Collected data entries:
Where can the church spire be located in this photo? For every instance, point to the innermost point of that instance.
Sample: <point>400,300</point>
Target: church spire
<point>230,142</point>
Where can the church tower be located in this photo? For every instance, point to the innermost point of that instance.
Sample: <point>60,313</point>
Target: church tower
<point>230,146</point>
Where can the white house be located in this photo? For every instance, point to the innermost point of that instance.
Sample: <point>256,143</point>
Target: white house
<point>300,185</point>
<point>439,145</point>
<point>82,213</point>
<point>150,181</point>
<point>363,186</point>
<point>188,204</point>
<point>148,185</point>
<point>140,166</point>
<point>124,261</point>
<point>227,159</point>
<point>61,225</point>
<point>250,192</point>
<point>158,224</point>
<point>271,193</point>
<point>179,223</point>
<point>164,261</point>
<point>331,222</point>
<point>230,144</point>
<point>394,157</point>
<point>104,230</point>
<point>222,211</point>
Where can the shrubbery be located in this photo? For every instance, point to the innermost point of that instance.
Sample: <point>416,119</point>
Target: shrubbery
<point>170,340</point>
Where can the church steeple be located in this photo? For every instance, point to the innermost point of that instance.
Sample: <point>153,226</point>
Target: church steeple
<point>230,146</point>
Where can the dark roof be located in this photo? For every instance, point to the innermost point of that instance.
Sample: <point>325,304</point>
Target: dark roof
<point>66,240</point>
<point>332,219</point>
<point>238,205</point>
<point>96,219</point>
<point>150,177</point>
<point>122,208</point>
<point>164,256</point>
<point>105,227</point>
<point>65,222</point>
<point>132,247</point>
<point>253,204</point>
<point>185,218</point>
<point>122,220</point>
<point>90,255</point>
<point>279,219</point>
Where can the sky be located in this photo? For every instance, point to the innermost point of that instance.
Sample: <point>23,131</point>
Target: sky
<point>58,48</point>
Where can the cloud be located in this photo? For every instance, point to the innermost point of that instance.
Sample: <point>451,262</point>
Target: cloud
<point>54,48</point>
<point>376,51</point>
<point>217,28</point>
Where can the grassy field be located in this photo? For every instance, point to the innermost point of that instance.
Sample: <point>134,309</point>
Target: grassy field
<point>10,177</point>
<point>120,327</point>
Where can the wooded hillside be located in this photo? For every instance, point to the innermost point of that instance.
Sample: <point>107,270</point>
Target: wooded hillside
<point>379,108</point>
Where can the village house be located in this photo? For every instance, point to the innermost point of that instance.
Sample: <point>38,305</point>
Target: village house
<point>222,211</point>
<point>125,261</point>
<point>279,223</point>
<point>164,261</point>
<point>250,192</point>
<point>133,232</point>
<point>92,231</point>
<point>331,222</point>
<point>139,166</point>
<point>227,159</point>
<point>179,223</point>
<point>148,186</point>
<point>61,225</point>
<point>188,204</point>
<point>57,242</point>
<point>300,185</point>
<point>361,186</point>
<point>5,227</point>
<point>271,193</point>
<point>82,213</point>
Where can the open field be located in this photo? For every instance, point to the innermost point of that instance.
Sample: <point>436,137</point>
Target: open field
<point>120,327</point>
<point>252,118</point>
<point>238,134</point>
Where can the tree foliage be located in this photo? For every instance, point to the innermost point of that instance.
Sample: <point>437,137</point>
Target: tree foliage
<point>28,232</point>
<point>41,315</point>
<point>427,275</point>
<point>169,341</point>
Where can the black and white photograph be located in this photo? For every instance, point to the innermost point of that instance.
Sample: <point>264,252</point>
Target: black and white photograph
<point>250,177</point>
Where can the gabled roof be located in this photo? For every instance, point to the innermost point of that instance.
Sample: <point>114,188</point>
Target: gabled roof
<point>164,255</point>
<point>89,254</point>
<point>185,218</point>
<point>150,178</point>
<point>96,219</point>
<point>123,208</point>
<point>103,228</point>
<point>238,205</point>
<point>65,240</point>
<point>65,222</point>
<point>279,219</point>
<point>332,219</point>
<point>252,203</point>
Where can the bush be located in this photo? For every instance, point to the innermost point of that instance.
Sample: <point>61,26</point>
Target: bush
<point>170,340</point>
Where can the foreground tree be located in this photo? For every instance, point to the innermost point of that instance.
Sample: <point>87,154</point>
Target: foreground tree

* Task goal
Type the entries out again so that they match exactly.

* Solution to this problem
Where can the church spire be located in this photo? For every instance, point to the innermost point of that instance.
Sample: <point>400,300</point>
Target: church spire
<point>230,142</point>
Where can the church tower be located in this photo? For every instance, point to the innermost point of that instance.
Sample: <point>60,313</point>
Target: church tower
<point>230,146</point>
Where can the white house be located in this photo? For every instance, point to the innermost point of that instance.
Sample: <point>256,143</point>
Target: white house
<point>300,185</point>
<point>439,145</point>
<point>82,213</point>
<point>150,181</point>
<point>363,186</point>
<point>188,204</point>
<point>148,185</point>
<point>140,166</point>
<point>124,261</point>
<point>227,159</point>
<point>61,225</point>
<point>250,192</point>
<point>158,224</point>
<point>271,193</point>
<point>179,223</point>
<point>164,261</point>
<point>331,222</point>
<point>230,144</point>
<point>394,157</point>
<point>104,230</point>
<point>222,211</point>
Where can the shrubbery be located in this photo? For every instance, point to the innermost point of that instance.
Sample: <point>416,119</point>
Target: shrubbery
<point>170,340</point>
Where can the church steeple be located in this photo? For every instance, point to the innermost point of that instance.
Sample: <point>153,226</point>
Target: church steeple
<point>230,146</point>
Where can the dark roof be located in this photo? For every instance, point to the innermost point of that instance.
Sample: <point>325,304</point>
Target: dark roof
<point>66,240</point>
<point>332,219</point>
<point>238,205</point>
<point>96,219</point>
<point>150,177</point>
<point>122,208</point>
<point>164,256</point>
<point>105,227</point>
<point>65,222</point>
<point>132,247</point>
<point>253,204</point>
<point>185,218</point>
<point>122,220</point>
<point>90,255</point>
<point>279,219</point>
Where can the sky be located in this photo? For every instance, point to the innermost point of that instance.
Sample: <point>23,131</point>
Target: sky
<point>58,48</point>
Where can the cloud be located in this photo? For every instance, point to the innermost point of that instance.
Sample: <point>451,262</point>
Target: cloud
<point>54,48</point>
<point>376,51</point>
<point>217,28</point>
Where can the grassy field be located in this photo? For every instance, point to the innermost point of that instance.
Sample: <point>134,309</point>
Target: grassy field
<point>10,177</point>
<point>120,327</point>
Where can the wooded hillside be located in this photo? For every instance, point to the innermost point of that instance.
Sample: <point>107,270</point>
Target: wooded hillside
<point>379,108</point>
Where can the village house be located in this photo? For every instance, point to the innermost point of that instance.
Sample: <point>38,305</point>
Target: village house
<point>222,211</point>
<point>125,261</point>
<point>279,223</point>
<point>164,261</point>
<point>250,192</point>
<point>133,232</point>
<point>92,231</point>
<point>331,222</point>
<point>139,166</point>
<point>227,159</point>
<point>179,223</point>
<point>148,186</point>
<point>61,225</point>
<point>188,204</point>
<point>57,242</point>
<point>300,185</point>
<point>361,186</point>
<point>5,227</point>
<point>271,193</point>
<point>82,213</point>
Where can the open field be located in this photo? For every instance, point to the innermost point of that instance.
Sample: <point>436,137</point>
Target: open field
<point>120,327</point>
<point>252,118</point>
<point>238,134</point>
Where can the tree foliage be located in this photo? For every instance, point to the innermost point of that instance.
Sample: <point>437,137</point>
Target: tree foliage
<point>28,232</point>
<point>41,315</point>
<point>427,275</point>
<point>169,341</point>
Where can the black and white photograph be located in this photo? For every instance, point to the innermost point of that instance.
Sample: <point>264,252</point>
Target: black and white photograph
<point>250,177</point>
Where can the gabled roof be located in this photo? For every instance, point to the innermost point of that instance.
Sample: <point>114,188</point>
Target: gabled roof
<point>164,255</point>
<point>89,254</point>
<point>185,218</point>
<point>150,178</point>
<point>96,219</point>
<point>123,208</point>
<point>103,228</point>
<point>238,205</point>
<point>65,240</point>
<point>65,222</point>
<point>279,219</point>
<point>332,219</point>
<point>252,203</point>
Where can the bush be located in this photo? For every instance, point to the innermost point of that instance.
Sample: <point>61,26</point>
Target: bush
<point>170,340</point>
Where can the foreground tree be located in this photo? For every instance, point to the innermost point of that instance.
Sample: <point>87,154</point>
Target: foreground tree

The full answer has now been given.